* TASK PROMPT:
Copy out the records below word for word, starting at the line containing "Could you identify the track" and continuing through the end of the records.

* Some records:
________________________

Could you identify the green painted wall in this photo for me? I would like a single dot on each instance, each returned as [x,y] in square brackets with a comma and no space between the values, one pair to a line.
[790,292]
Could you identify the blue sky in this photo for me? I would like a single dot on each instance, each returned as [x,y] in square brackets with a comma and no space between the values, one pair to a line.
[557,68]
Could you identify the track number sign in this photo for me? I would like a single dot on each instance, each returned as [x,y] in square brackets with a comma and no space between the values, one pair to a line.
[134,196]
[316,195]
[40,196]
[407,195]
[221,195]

________________________

* FULL RESPONSE:
Could you identify the track number sign in this photo for me? I would like a single dot on each instance, each returned as [x,y] in square brackets with a comma and no space between the values, one pair to a line.
[134,196]
[316,195]
[40,196]
[407,195]
[221,195]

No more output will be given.